§ REQUIRED TASK
Copy each of the records below line for line, with no changes.

§ INPUT

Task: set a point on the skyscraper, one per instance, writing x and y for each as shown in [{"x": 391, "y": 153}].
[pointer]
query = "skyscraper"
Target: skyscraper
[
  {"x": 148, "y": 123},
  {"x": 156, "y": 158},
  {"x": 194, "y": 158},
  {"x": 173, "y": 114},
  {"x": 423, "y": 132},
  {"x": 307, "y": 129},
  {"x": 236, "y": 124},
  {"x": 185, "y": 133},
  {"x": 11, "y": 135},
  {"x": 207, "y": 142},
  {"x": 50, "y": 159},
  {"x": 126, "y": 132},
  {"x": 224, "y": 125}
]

§ CORRECT OUTPUT
Task: set a point on the skyscraper, one per instance, writing x and y for each as shown in [{"x": 391, "y": 153}].
[pointer]
query = "skyscraper"
Target: skyscraper
[
  {"x": 148, "y": 123},
  {"x": 156, "y": 158},
  {"x": 194, "y": 158},
  {"x": 173, "y": 114},
  {"x": 423, "y": 132},
  {"x": 307, "y": 129},
  {"x": 236, "y": 124},
  {"x": 185, "y": 133},
  {"x": 11, "y": 135},
  {"x": 207, "y": 142},
  {"x": 50, "y": 159},
  {"x": 126, "y": 132},
  {"x": 224, "y": 125}
]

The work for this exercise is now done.